TASK INSTRUCTIONS: Copy the listing exactly, please, and keep every picture out of it.

EXTRACTED MATERIAL:

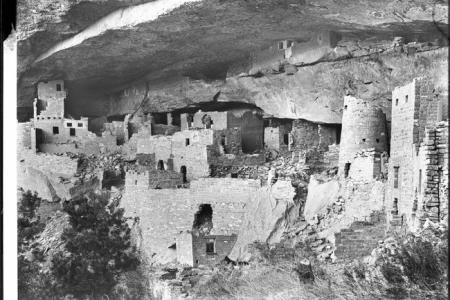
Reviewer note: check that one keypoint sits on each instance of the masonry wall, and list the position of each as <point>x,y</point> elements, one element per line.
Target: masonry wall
<point>305,134</point>
<point>366,166</point>
<point>219,119</point>
<point>165,213</point>
<point>363,127</point>
<point>415,114</point>
<point>252,129</point>
<point>361,237</point>
<point>223,244</point>
<point>24,135</point>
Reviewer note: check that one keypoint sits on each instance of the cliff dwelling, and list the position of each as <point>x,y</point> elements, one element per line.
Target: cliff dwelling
<point>205,146</point>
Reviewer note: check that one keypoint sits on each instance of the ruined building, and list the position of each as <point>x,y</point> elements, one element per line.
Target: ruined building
<point>51,131</point>
<point>418,165</point>
<point>364,139</point>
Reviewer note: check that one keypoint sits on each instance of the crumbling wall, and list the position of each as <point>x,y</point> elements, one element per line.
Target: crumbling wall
<point>366,165</point>
<point>24,135</point>
<point>305,134</point>
<point>58,164</point>
<point>165,213</point>
<point>361,237</point>
<point>363,127</point>
<point>223,244</point>
<point>219,119</point>
<point>413,148</point>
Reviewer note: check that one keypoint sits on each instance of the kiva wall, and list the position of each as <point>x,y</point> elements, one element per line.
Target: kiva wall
<point>165,213</point>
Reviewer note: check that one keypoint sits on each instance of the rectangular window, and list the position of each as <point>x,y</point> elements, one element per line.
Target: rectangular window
<point>210,246</point>
<point>396,169</point>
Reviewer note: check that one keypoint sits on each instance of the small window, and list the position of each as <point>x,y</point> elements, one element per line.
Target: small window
<point>346,169</point>
<point>396,171</point>
<point>210,246</point>
<point>420,181</point>
<point>395,207</point>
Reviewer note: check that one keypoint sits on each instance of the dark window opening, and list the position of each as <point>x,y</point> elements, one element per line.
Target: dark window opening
<point>286,138</point>
<point>395,207</point>
<point>183,171</point>
<point>210,246</point>
<point>396,170</point>
<point>346,169</point>
<point>420,181</point>
<point>203,218</point>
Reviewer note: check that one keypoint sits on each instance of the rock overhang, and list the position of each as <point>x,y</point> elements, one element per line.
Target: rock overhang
<point>200,44</point>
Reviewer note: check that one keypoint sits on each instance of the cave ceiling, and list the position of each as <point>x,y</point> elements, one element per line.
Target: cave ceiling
<point>181,50</point>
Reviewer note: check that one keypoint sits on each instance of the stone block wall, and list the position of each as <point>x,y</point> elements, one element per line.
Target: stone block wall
<point>331,157</point>
<point>223,244</point>
<point>363,127</point>
<point>415,115</point>
<point>361,237</point>
<point>24,135</point>
<point>165,213</point>
<point>305,134</point>
<point>366,165</point>
<point>219,119</point>
<point>56,164</point>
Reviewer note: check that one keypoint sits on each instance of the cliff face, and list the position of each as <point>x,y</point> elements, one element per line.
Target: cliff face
<point>187,52</point>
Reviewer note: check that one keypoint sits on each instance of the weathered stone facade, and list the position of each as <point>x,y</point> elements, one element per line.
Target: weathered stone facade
<point>363,128</point>
<point>361,237</point>
<point>419,155</point>
<point>164,213</point>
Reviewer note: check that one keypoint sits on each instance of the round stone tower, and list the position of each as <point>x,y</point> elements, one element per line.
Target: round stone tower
<point>363,128</point>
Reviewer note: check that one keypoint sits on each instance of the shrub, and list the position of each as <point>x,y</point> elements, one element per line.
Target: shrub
<point>98,248</point>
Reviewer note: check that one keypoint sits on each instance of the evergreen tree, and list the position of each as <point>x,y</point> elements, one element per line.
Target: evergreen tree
<point>97,247</point>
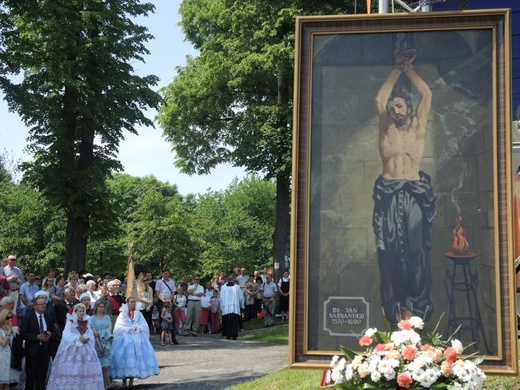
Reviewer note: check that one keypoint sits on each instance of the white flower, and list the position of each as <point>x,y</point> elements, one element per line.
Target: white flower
<point>349,373</point>
<point>417,322</point>
<point>430,376</point>
<point>457,346</point>
<point>375,376</point>
<point>387,368</point>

WRITTEN REPLY:
Reviewer note: check that one keypoint sits on each instance of the masonry wall, and list the position of each as <point>x,y</point> elements, one element per line.
Target: masonry wall
<point>305,134</point>
<point>366,166</point>
<point>219,119</point>
<point>165,213</point>
<point>363,127</point>
<point>415,114</point>
<point>252,129</point>
<point>361,237</point>
<point>223,244</point>
<point>24,135</point>
Reviewer note: check that one keypoint sits on each instance of the cliff dwelling, and list the position of each as <point>x,y</point> elements, one element per line.
Target: cliff dwelling
<point>205,146</point>
Reviewer note: check that one keypoint sits on each instance of the ruined building, and list the position of each as <point>x,y</point> elements, one element per line.
Target: ruined building
<point>51,131</point>
<point>418,165</point>
<point>364,139</point>
Reviewer note: check that one keypoint sits on each instance of the crumbling wall, and list the position of each as <point>x,y</point> elements, one element per line.
Target: crumbling wall
<point>366,165</point>
<point>24,135</point>
<point>305,134</point>
<point>58,164</point>
<point>165,213</point>
<point>361,237</point>
<point>363,127</point>
<point>223,244</point>
<point>219,119</point>
<point>413,148</point>
Reviewer note: check that one keypoint sits on each instance of the kiva wall, and list the position of each as <point>x,y</point> elements, one element per line.
Target: kiva wall
<point>165,213</point>
Reviewer note: check that one keypoint sits on each instance of the rectangular window, and list the position of each as <point>x,y</point> elements, one element per line.
Target: rectangular window
<point>210,246</point>
<point>396,169</point>
Reviewer note: check that one keypoint sits on each instance of the small window, and list the position of each as <point>x,y</point> elements, one element per line.
Target: small window
<point>346,169</point>
<point>396,171</point>
<point>210,246</point>
<point>420,181</point>
<point>395,207</point>
Reviewer note: check that one keypoint sits on each instance of the dark window opening, and list the position of each as <point>x,y</point> elements, one element per line.
Target: dark window opening
<point>286,138</point>
<point>395,207</point>
<point>183,171</point>
<point>210,246</point>
<point>396,170</point>
<point>346,169</point>
<point>420,181</point>
<point>203,218</point>
Reviewer note: check that one keypoint sits on each instance of the rock overhang, and list the position of each as <point>x,y</point> elements, one element per line.
Target: rock overhang
<point>200,44</point>
Reviewer note: check that one keypoint sits on each instance of the cave ceiling, and list the position of each as <point>x,y</point> elements, one element per line.
Target: cave ceiling
<point>181,50</point>
Reviewer note: check that one keypoint sits on each instance of the stone block wall, and list the position of each as <point>x,y</point> elements, one element per line.
Target: stone block wall
<point>331,157</point>
<point>223,244</point>
<point>363,127</point>
<point>415,115</point>
<point>361,237</point>
<point>24,135</point>
<point>165,213</point>
<point>305,134</point>
<point>366,165</point>
<point>219,119</point>
<point>56,164</point>
Reviewer note: check that one keypoint sits on each instance of the cliff face, and list the position of each as <point>x,y</point> elements, one element per line.
Target: cliff face
<point>187,52</point>
Reviewer note: check that one keypoint sits on each instance of the weathered stone facade, and list the position of each as <point>x,y</point> elements, one element per line.
Target: weathered stone facade
<point>363,128</point>
<point>361,237</point>
<point>419,155</point>
<point>164,213</point>
Reviewer note: check that one keypoint sits on each instance of the round stone tower, and list the position of each as <point>x,y</point> elements, one element per line.
Target: round stone tower
<point>363,128</point>
Reviewer note: check that one keypoint sits on each instance of the shrub, and list the position of each as <point>x,y</point> elements, one element per line.
Target: shrub
<point>98,248</point>
Reviewer note: check that one keypoint sits on each instance of the evergreen tree, and list the position of each as <point>x,y</point> elements, one element per line.
Target: evergreen tree
<point>97,247</point>
Reviewer note: check that one keypoint sits on each instance of the white flower, and list the position of each as <point>x,y</point> elements, one element per line.
Target: white flower
<point>349,373</point>
<point>417,322</point>
<point>430,376</point>
<point>457,346</point>
<point>375,376</point>
<point>387,368</point>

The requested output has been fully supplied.